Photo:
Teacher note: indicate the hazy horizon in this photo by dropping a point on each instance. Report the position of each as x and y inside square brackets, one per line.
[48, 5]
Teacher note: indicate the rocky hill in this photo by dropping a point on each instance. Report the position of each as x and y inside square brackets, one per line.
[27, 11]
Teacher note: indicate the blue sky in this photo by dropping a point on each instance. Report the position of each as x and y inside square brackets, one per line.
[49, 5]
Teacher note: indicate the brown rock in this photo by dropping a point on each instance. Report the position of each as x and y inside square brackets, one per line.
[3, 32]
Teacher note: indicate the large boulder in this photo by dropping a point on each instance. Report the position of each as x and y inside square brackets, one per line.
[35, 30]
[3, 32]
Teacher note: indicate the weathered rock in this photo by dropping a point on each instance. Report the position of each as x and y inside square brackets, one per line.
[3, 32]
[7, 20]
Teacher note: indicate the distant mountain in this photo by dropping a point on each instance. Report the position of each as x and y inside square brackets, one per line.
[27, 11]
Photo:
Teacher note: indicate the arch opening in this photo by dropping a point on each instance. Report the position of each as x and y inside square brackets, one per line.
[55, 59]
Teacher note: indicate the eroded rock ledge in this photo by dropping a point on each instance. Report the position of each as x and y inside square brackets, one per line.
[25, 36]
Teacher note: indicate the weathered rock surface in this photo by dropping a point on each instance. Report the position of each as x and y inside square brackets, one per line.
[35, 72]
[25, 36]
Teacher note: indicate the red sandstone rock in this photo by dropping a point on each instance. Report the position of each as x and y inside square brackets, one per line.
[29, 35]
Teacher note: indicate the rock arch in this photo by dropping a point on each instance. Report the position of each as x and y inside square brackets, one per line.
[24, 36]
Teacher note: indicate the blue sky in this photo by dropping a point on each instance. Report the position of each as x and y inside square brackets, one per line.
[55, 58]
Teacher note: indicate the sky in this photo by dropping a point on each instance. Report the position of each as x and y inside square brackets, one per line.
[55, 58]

.....

◆ **What the task requires**:
Starting from the line containing "Teacher note: indicate the sky", repeat each line through the end of the entries, exactly.

◆ **Completed task**:
Teacher note: indicate the sky in this photo by dropping a point on each instance. Report the position of each as x and y inside square brackets, one per line.
[55, 58]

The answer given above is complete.